:: The data

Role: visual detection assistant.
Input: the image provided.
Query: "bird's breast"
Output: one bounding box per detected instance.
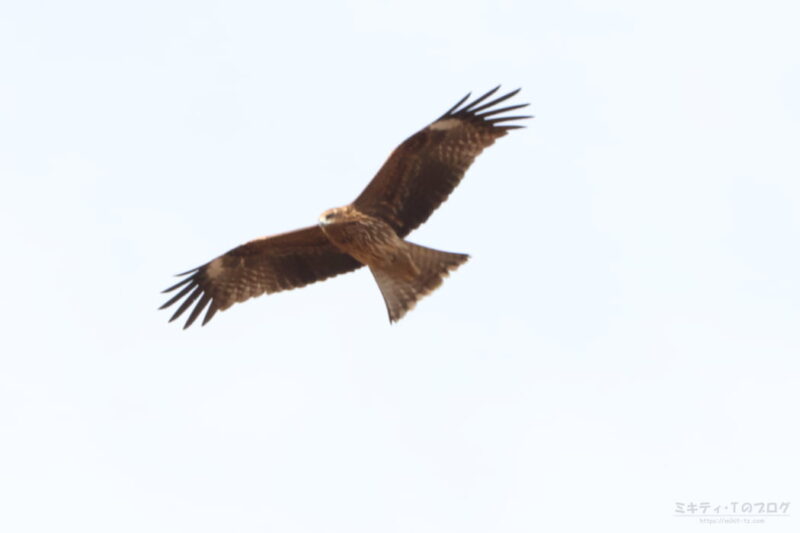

::::
:: The data

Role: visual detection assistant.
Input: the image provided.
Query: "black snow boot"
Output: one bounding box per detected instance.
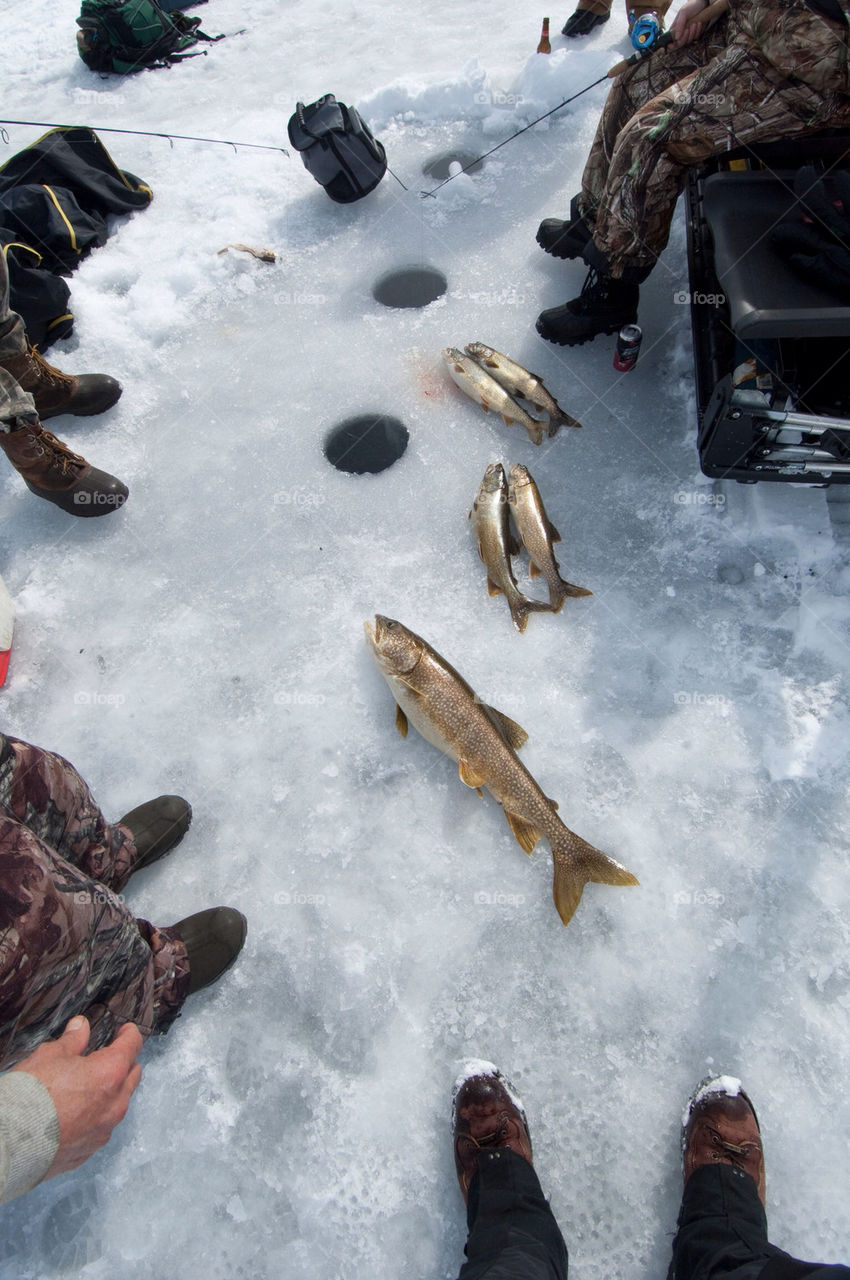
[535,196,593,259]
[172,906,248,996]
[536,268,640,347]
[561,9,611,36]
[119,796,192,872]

::::

Job: Pull out every line of the material above that contains the word "Query", and copy each one in full.

Solved exercise:
Query: "bird's breast"
Query: "black snow boot"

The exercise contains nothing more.